DATA TO EXAMINE –
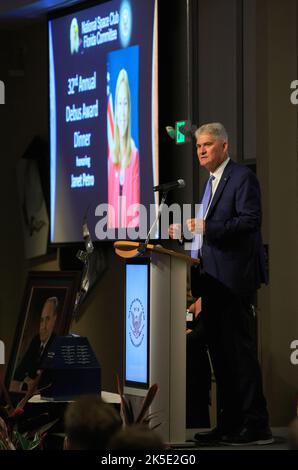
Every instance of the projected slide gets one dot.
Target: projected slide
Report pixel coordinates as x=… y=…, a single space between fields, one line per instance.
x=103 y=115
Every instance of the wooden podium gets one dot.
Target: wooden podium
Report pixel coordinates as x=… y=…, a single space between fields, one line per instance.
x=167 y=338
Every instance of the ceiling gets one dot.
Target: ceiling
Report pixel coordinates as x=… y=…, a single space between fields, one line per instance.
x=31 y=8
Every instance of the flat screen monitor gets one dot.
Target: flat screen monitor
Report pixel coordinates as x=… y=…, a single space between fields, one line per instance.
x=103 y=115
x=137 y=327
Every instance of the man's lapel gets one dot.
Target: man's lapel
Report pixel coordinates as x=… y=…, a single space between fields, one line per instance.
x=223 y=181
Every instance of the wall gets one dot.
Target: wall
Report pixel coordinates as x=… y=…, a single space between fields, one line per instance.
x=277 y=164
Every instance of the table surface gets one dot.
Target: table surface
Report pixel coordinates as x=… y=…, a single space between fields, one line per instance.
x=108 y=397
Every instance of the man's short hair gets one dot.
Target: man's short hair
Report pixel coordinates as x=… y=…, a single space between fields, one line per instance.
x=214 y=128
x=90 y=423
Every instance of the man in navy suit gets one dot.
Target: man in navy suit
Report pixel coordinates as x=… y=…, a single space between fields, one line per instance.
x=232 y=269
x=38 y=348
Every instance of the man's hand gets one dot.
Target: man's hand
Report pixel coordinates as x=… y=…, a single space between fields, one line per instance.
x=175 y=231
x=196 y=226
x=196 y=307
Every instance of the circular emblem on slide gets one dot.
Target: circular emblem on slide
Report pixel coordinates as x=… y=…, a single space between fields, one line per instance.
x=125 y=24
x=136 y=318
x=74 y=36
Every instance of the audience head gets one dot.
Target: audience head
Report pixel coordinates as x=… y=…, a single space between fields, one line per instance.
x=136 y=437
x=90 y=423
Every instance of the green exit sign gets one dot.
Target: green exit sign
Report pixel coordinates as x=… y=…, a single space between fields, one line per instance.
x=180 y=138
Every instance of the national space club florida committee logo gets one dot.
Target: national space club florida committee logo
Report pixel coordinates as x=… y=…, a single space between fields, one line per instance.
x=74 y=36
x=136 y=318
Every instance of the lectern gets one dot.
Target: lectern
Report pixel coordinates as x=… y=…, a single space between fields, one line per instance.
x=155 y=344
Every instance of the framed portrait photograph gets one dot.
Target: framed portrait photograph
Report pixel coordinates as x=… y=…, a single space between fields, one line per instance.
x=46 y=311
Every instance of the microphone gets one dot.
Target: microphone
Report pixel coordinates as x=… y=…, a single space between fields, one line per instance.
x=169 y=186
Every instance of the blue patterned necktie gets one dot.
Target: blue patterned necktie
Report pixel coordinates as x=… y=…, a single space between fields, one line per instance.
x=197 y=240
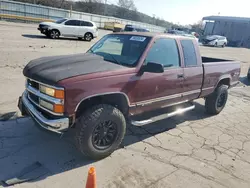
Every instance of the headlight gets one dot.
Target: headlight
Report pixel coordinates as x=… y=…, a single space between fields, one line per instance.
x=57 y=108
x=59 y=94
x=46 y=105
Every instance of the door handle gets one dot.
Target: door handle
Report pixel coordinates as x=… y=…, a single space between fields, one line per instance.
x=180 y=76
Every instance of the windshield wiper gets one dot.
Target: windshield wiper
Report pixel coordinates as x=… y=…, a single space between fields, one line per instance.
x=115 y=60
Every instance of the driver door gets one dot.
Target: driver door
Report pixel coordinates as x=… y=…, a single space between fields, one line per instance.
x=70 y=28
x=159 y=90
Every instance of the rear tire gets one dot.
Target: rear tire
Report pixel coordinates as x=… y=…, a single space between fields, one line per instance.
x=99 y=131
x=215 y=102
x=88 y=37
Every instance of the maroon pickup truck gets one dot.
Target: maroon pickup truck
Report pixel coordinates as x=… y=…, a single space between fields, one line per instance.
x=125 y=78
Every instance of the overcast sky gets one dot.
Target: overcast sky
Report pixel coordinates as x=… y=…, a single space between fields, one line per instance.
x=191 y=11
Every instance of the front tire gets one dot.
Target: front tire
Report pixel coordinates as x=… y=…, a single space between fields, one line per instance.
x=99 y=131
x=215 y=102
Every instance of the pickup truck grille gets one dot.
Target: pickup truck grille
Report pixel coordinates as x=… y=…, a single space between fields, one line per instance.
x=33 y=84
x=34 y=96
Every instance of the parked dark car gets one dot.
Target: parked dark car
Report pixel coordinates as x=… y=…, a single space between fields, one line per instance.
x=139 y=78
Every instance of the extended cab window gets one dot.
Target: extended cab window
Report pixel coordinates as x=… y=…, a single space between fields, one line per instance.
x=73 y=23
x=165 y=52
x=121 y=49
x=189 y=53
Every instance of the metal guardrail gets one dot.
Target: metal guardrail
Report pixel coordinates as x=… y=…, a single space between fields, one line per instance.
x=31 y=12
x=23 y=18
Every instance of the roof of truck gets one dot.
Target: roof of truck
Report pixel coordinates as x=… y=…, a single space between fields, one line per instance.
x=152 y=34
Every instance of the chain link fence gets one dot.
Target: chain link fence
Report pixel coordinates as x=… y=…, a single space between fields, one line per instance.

TASK GOAL –
Only lines that contain the string "wiper" count; pick each one out of the records and copy it.

OUTPUT FOR THIS TASK –
Every instance of the windshield wiper gets one dot.
Target: windshield wiper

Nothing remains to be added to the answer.